Document extract:

================================

I apologise to Ian, Anthony, and all for commandeering this conversation...

This is one of those things that I'd like to chat about with you Doug.

I am committed to issuing a new update of the EDP in the EclipseCon timeframe. I am bothered that the committer community feels constrained by the letter of the process and the tools we have in place. From my point of view, there are several important principles that need to be upheld. The process is intended to facilitate those principles.

I think that all mature projects should probably have an incubator of some kind. Creating that incubator should be relatively easy. In fact, I'm pretty sure that we can tune the EDP to allow the creation of an incubator for a mature project in a very short period of time. 10 minutes might be aggressive, but I'm hopeful that maybe we can get it down to a day. It seems natural to me to allow/recommend the creation of an incubator with some subset of the existing committers during graduation.

I need to understand all the things that makes this hard/unpalatable so we can try and address 'em.

Wayne

Doug Schaefer wrote:
It takes me 10 minutes to start a project on Google Code and do my first check in. How long does it take to set up an incubator?

On Tue, Feb 9, 2010 at 6:22 AM, Ed Merks <ed.merks@xxxxxxxxx <mailto:ed.merks@xxxxxxxxx>> wrote:

    Doug,

    In your most recent blog, you say:

        To me so much of the answer lies in ways to simplify the path
        for individual contributors to get code changes upstream into
        the Eclipse repositories.

    I'm not sure that suggesting folks host projects elsewhere is an
    effective way of doing that.  I like Wayne's ideas very much!

    Regards,
    Ed


    Doug Schaefer wrote:
    With all the free open source hosting sites out there, if you
    really wanted to do new work without the pain of the EDP you'd
    host the new work there. Keep a good contributions log and bring
    it into the Eclipse project with new committers in tow when it's
    ready to "graduate".

    BTW, I'm doing this with the Objective-C support for CDT, which
    is currently hosted at Google Code. When we get to a point where
    I can have a committer to take care of it, I'll bring it home.

    Doug.

    On Mon, Feb 8, 2010 at 10:51 PM, Wayne Beaton <wayne@xxxxxxxxxxx
    <mailto:wayne@xxxxxxxxxxx>> wrote:

        I would like to better understand where the push back is
        coming from. Anthony, are you concerned that this means more
        work? Or that the work will be split? Or that it will be
        confusing for the community? Or confusing for somebody else?
        I'm having trouble understanding the underlying problem. Sorry.

        IMHO, Ian's item #2 is probably one of the best reasons to
        create an incubator. Unfortunately, being a committer is a
        binary state on a project: either you have access or you do
        not. Earlier attempts at finer-grained access have resulted
        in lots of misery for all involved.

        Without the incubator, existing GEF committers will have to
        work with contributors for any contribution. This takes time
        away from other important GEF activities, like working on
        in-plan items.

        In the incubator, you can have a different set of committers
        (which may intersect with the GEF committers) managing
        off-plan contributions from the community while working on
        new and innovative ideas. All this, under the supervision of
        the "parent" GEF project. Some of these contributors can
        become committers on the incubator and learn the social
        conventions while they work on their cool new ideas; making
        these people committers on the incubator will reduce the time
        requirements from GEF committers (though somebody will have
        to monitor these new committers to make sure that the
        development process is followed). This pattern has been
        followed by numerous mature projects.

================================

Source material:
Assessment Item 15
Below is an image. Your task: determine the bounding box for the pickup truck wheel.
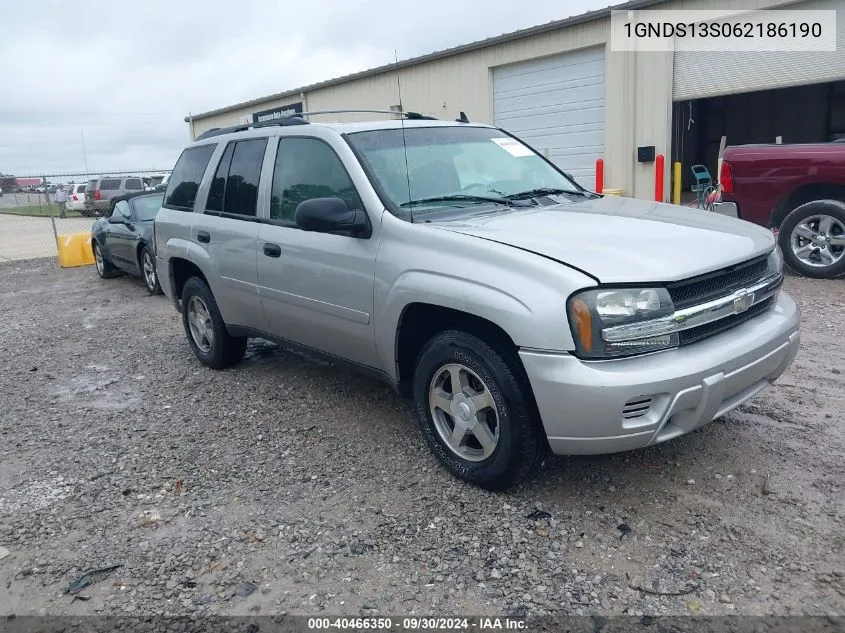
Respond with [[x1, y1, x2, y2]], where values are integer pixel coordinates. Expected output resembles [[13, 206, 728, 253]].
[[778, 200, 845, 279], [414, 330, 548, 490], [182, 277, 246, 369]]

================================

Required work:
Pick up the email thread about Eclipse incubator projects after its final sentence and continue it.

Reply to the task:
        I'm thinking of ways that we can make this better. Some thoughts:

        1) Change the EDP so that mature projects can designate a
        portion of their code repository as their "incubator" and
        allow this portion to have its own set of committers, and
        leverage parallel IP. This would require significant change
        to the processes the Foundation has in place; as I go through
        the mental exercise, it all feels just a little too cumbersome.

        2) Relax some of the requirements on (some) projects. There
        is some minimal project data at needs to be provided via the
        portal (like description, source code URLs, that sort of
        thing). Incubators, at least, shouldn't have to have
        releases. Do they need to have plans? If we reduce the
        requirements placed on an "incubator" project, does that make
        creating one more palatable? I've been discussing this in my
        blog [1] and in bug 300000 [2]

        Wayne

        [1]
        http://dev.eclipse.org/blogs/wayne/2010/01/28/acknowledging-incubators/
        [2] https://bugs.eclipse.org/bugs/show_bug.cgi?id=300000

        Ian Bull wrote:
        Actually, while I think making this part of GEF proper could
        work, the more I think about it the more an incubator makes
        sense.

1. GEF is clearly a mature project in maintenance mode. Many of the ideas being presented in this proposal stray
        well off the beaten path.  An incubator will help ensure
        that GEF maintains it's current direction in the short term,
        with the possibilty of new ideas flowing in down the road.

        2. The people doing the work are (for the most part) not
        active committers on other projects. An incubator will give
        us a chance to help mentor them.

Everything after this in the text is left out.